_WHAT YOU SHOULD DO:_ Exact copies of all the records are the expected output.
___ RECORDS FOR THIS TASK
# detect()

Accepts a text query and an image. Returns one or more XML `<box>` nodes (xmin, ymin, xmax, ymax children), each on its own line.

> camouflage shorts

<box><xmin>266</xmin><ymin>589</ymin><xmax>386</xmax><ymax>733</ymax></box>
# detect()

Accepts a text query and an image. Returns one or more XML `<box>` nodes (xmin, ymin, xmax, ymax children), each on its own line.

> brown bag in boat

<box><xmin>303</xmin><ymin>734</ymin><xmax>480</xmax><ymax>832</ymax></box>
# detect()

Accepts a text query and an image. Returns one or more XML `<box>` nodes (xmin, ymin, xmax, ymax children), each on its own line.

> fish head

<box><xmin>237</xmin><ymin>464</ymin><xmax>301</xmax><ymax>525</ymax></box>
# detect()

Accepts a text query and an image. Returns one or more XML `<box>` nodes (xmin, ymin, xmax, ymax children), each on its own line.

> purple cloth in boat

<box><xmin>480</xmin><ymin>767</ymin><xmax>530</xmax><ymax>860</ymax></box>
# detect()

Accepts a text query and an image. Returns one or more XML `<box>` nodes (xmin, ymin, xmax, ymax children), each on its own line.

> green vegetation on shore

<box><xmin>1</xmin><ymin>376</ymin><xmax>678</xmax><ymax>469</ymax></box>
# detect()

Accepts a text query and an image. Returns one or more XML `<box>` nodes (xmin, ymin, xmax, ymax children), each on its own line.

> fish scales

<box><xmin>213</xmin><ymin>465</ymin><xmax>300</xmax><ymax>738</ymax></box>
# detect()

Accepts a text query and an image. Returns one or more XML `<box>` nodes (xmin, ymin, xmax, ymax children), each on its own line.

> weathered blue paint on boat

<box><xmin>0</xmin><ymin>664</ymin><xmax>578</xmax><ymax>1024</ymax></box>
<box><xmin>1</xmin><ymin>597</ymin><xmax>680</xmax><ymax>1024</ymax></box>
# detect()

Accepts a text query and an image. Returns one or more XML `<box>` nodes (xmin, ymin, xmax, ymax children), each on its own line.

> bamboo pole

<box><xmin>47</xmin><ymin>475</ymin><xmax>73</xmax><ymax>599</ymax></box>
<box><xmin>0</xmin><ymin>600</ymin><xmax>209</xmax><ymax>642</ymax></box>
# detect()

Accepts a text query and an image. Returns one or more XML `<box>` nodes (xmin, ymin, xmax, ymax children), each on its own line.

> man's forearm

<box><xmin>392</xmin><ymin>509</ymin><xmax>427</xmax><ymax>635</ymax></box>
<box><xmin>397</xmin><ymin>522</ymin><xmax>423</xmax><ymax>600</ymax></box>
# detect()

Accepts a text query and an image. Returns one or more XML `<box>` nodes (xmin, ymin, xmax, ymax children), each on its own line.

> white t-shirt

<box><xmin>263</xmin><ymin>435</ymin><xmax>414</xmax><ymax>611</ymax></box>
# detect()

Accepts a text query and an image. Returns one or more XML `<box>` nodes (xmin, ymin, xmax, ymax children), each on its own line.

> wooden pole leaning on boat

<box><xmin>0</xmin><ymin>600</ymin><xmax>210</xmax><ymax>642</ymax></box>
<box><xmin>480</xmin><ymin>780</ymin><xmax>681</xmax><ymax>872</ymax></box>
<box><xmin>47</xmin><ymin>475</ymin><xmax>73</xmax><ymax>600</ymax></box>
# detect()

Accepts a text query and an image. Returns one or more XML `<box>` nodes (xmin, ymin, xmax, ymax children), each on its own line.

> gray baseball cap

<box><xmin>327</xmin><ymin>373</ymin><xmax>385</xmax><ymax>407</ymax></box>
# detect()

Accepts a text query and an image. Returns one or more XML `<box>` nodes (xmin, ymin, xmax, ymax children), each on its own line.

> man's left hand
______
_EXERCISE ANSWER:_
# detect()

Accepts a text query and an image. Returns one or more XML `<box>` nodes (xmin, ymin, xmax, ymax children), each on its own line.

> camouflage shorts

<box><xmin>266</xmin><ymin>589</ymin><xmax>386</xmax><ymax>733</ymax></box>
# detect()

Accepts a text query and an image. Returns one or more XML `<box>` nodes (xmin, ymin, xmax, ymax children), each on its own line.

> brown bag in boat

<box><xmin>303</xmin><ymin>734</ymin><xmax>480</xmax><ymax>832</ymax></box>
# detect()

Accepts a text query and an image. Returns one or more XML `<box>` nodes (xmin, ymin, xmax, ymax children), each on its own line.

> fish head

<box><xmin>237</xmin><ymin>464</ymin><xmax>301</xmax><ymax>525</ymax></box>
# detect()

Accepts a text query and an image. Returns one or more XML `<box>` nodes (xmin, ymin, xmax, ymax children), each on its own line.

> purple cloth in boat

<box><xmin>480</xmin><ymin>767</ymin><xmax>530</xmax><ymax>860</ymax></box>
# detect()

Accepts a text query and an image. Returns one or more XML `<box>` nodes (xmin, ymin, xmax, ymax children), each on its own line.

> green vegetation on shore

<box><xmin>1</xmin><ymin>376</ymin><xmax>678</xmax><ymax>469</ymax></box>
# detect()

Accepts a text query and an image. Returns one or more XML `<box>` nodes (xmin, ymin, xmax, ymax children), each on its own line.

> fish scales

<box><xmin>213</xmin><ymin>465</ymin><xmax>300</xmax><ymax>738</ymax></box>
# detect()

Accepts a text query and an image. Returns one or more XML `<box>` nodes (xmin, ymin, xmax, ymax children), each on its own line.

> weathered blue paint on boat

<box><xmin>0</xmin><ymin>664</ymin><xmax>578</xmax><ymax>1024</ymax></box>
<box><xmin>1</xmin><ymin>597</ymin><xmax>680</xmax><ymax>1024</ymax></box>
# detect()

Accepts a text query and an image. Returns one or more XML `<box>` nodes (xmin, ymin, xmax, ymax children), each on its own line.

> bamboo pole

<box><xmin>47</xmin><ymin>475</ymin><xmax>73</xmax><ymax>599</ymax></box>
<box><xmin>0</xmin><ymin>600</ymin><xmax>209</xmax><ymax>642</ymax></box>
# detect()

Accepts a text query and an image. Returns one or more XML `<box>` nodes (xmin, ymin, xmax, ymax children), each on its own line.

> man's forearm

<box><xmin>392</xmin><ymin>509</ymin><xmax>427</xmax><ymax>635</ymax></box>
<box><xmin>397</xmin><ymin>522</ymin><xmax>423</xmax><ymax>600</ymax></box>
# detect()

Accepts a text query and an image. Returns one or more XML `<box>` nodes (xmin, ymin, xmax, ymax children), each on its own line.

> white t-shirt

<box><xmin>263</xmin><ymin>435</ymin><xmax>414</xmax><ymax>611</ymax></box>
# detect()

Accepts a text query and an image. Returns one or more XML `<box>` nodes (xmin, ymin, xmax, ymax children), each on its own line.

> wooden pole leaning on boat

<box><xmin>0</xmin><ymin>600</ymin><xmax>210</xmax><ymax>642</ymax></box>
<box><xmin>480</xmin><ymin>780</ymin><xmax>681</xmax><ymax>872</ymax></box>
<box><xmin>47</xmin><ymin>475</ymin><xmax>73</xmax><ymax>600</ymax></box>
# detect()

Accepts a text query and an image. Returns one or more XML `<box>` nodes (xmin, ymin, xmax, ymax children), each on its own line.

> gray baseball cap

<box><xmin>327</xmin><ymin>373</ymin><xmax>385</xmax><ymax>407</ymax></box>
# detect()

Accepts a text query and an image. Returns one or more XML `<box>` nodes (xmin, ymin, xmax, ymax children), each on its own line.

> man's left hand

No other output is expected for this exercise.